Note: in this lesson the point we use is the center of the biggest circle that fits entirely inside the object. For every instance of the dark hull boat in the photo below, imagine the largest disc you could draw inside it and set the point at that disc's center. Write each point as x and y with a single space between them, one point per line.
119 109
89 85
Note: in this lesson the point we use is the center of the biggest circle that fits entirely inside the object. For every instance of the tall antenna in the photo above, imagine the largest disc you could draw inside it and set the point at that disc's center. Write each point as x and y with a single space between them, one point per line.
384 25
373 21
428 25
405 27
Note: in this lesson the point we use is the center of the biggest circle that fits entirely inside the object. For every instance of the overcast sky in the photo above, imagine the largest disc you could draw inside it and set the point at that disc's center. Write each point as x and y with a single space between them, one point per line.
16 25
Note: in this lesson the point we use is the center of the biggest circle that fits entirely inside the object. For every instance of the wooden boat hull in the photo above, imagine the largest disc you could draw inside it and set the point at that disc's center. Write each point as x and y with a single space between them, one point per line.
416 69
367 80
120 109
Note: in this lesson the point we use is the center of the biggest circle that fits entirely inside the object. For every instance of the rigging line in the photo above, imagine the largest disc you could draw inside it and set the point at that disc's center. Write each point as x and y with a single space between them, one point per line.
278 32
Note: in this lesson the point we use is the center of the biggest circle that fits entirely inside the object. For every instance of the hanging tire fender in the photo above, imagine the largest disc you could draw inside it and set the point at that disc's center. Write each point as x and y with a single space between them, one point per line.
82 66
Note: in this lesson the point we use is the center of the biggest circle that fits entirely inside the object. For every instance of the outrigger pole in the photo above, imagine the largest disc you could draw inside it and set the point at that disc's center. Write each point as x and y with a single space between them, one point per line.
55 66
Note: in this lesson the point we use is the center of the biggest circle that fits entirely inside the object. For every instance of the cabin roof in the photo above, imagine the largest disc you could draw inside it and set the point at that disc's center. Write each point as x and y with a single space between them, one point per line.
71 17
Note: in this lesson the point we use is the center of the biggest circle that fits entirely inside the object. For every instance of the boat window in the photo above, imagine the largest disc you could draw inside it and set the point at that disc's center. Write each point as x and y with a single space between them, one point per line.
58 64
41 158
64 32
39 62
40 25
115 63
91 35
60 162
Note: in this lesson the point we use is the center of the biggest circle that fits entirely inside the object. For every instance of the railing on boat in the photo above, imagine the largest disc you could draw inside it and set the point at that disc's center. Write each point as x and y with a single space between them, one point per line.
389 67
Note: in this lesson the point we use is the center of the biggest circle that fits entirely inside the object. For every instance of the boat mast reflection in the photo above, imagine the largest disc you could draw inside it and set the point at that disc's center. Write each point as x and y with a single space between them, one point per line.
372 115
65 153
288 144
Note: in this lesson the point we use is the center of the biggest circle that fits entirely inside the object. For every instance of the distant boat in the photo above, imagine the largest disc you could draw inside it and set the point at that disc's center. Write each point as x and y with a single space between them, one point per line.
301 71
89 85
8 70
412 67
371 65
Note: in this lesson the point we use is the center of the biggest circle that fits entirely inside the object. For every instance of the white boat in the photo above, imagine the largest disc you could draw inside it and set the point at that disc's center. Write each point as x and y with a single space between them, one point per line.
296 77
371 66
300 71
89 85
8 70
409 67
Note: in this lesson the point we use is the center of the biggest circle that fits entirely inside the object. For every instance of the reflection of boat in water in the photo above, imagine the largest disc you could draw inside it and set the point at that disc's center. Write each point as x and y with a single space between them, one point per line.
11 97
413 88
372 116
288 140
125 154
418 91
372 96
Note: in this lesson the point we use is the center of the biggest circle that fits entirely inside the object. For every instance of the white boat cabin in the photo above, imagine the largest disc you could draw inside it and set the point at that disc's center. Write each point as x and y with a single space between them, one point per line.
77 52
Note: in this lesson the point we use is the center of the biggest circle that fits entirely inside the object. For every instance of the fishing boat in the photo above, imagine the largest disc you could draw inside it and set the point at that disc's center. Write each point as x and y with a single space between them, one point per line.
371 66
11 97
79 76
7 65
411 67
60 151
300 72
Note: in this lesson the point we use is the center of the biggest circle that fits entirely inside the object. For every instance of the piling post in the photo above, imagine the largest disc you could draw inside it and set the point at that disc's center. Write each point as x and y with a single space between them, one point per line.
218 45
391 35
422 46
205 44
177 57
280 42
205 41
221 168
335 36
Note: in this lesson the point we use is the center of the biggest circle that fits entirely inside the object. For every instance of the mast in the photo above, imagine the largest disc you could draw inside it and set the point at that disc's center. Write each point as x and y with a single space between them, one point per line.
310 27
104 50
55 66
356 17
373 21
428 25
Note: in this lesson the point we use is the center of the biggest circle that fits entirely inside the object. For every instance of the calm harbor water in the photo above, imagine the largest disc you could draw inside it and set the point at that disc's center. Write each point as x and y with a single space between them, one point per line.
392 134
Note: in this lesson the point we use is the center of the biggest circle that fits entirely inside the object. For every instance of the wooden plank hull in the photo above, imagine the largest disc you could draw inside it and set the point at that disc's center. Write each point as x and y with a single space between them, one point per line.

----------

## ACTIVITY
Go through the entries and repeat each one exactly.

## EXERCISE RESULT
Note: in this lesson the point we use is the center of the biggest circle that fits entirely inside the object. For every instance of the dark hull boat in the photo below, imagine the largest disc you could draw inside it and set the point at that disc's center. Write each point as x and y with a single space between them, one point per line.
119 109
89 85
Note: in this lesson the point we use is the center of the biggest circle that fits entirely inside the object. For every instance of the tall antenna in the photo above, imagine the largest disc you could draw inside it and set the point at that disc's center. Write each point as x and y with a single space between them, one point per line.
384 25
373 21
428 25
405 27
Note: in this lesson the point we use is the center of the biggest circle that fits entirely inside the object. For every instance of the overcast sky in the photo above, imagine the largest disc you could draw inside it and set the point at that disc's center. Write each point as x and y with a single space between them, one point per line.
16 25
Note: in this lesson the point we use is the center of the biggest circle that fits entirely inside the object. For every instance of the wooden boat hull in the photo above, imagine the largest disc you could draw inside it and set the point at that disc's center. Write each point as x and y with a single space between them, one point per line.
416 69
367 80
120 109
Note: in this lesson the point we use is the center of the biggest circle that fits entirely inside the object. For every instance of the rigging line in the photo above, imagine the largest disc you could draw inside it and set the point at that disc's center. Write each point as x and y with a single space between them, one point per line.
278 32
Note: in this lesson the point we use is the center of the biggest circle that fits entirely inside the object. For every instance of the hanging tire fender in the photo above, imagine the largest disc you could draw inside it and set the point at that disc's center. Write each point as x and y with a single space between them, one point per line.
82 66
Note: in this lesson the point we use is the center of the biggest circle that fits entirely inside the object. For every instance of the outrigger pole in the photo above, imagine the largest disc you could draw inside it and set the point at that disc's center. Write each point as x and y with a single space between them, one point per line.
55 66
Note: in this lesson the point we use is the center of the biggest circle that fits entirely inside the object. For every instance of the cabin roof in the photo above, imagine the largest disc you could draw inside it and set the point at that disc's center. Write each point as x and y with a single space between them, one point per line.
71 17
Note: in this lesson the point we use is the center of the biggest circle that fits entirely inside the object. For every instance of the boat window in the photo above, imagine the largest disc you could draw inside it and set the point at that disc's center. Write each point as x and y with a single space between them, one point per line.
58 64
41 158
64 32
39 62
40 25
115 63
91 35
60 162
Note: in this lesson the point we use is the center of the biggest circle that fits entirely inside the object. For every instance of the railing on boat in the photo above, imagine the largest disc you could draw inside it and set the point at that disc's center. Write each point as x and y with a single space between them, one point per line.
389 67
Note: in this lesson the point we use is the center of the biggest circle that fits entirely inside the object. For every instance of the boat mast reflection in the photo above, imagine the largest disc you could draw inside it and set the point at that disc's center. Write each point as x and y with a single space between them, one point per line.
372 115
65 153
288 144
Note: in this lesson the point we use is the center of the biggest circle that fits entirely inside the object. For every instance of the distant boat in the photo above, imagine the largest disc you could draw inside it and set the point at that disc's center. Write each point as x and y with a single space between them, one point per line.
301 71
89 85
8 70
412 67
371 65
Note: in this lesson the point we use is the center of the biggest circle that fits entirely inside the object. For every instance of the white boat in the photo above, imagine the largest disc you could draw inside it and set the point at that disc's center. Write each point as x and y with a single space between them, one point per line.
296 77
371 66
300 71
89 85
8 70
409 67
Note: in this lesson the point we use is the center of the biggest circle that fits entirely inside the object. For every instance of the reflection of boat in water in the photo above, imagine the largest disc you could draw inside it and set the point at that disc's center. Write each point as x and y with a single space between them, one point per line.
11 97
413 88
372 116
288 140
125 154
418 91
372 96
Note: in this lesson the point we use is the center of the biggest circle that fits entirely inside the object. For every instance of the white boat cabin in the photo above, imagine the largest disc you could draw inside it and set the point at that disc's center. Write each point as x and y with a single space between them, one point per line.
77 52
Note: in this lesson the point we use is the center of the biggest circle that fits entirely inside the object. For every instance of the fishing boat in the photo above, imagine the largest disc you could draw inside it and set the point at that disc's center. Write each point as x and y with a single space between them, one point per line.
371 66
11 97
79 76
7 65
411 67
60 151
300 72
Note: in this lesson the point we use is the center of the biggest circle that fits entirely inside the object. For every instance of the piling post in the photo above, imagine the largest disc you could draw inside it and set the point at that disc's center. Write each point as x and y with a single space between them, one point per line.
218 45
391 35
422 46
205 44
177 57
280 42
205 41
221 168
335 36
Note: in this lesson the point we use is the center of the biggest circle that fits entirely inside the object. For every instance of the mast in the photo above, imagine the largest disc you could draw inside it and set the point at that disc's center. Write each point as x and y with a single space between them, one point per line.
310 27
104 50
55 66
356 17
373 21
428 25
Note: in this lesson the point we use is the center of the biggest circle that fits entirely inside the object. For every instance of the calm harbor water in the photo above, imagine the largest disc you could draw inside it and set the point at that disc's center. Write each point as x and y with a single space between them, one point per line.
392 134
Note: in this lesson the point we use is the center of the biggest circle that fits entirely inside the object. For every instance of the wooden plank hull in the photo above, imagine the largest disc you could draw inside it and set the point at that disc's center. Write each point as x and y with a single space between them, one point per line.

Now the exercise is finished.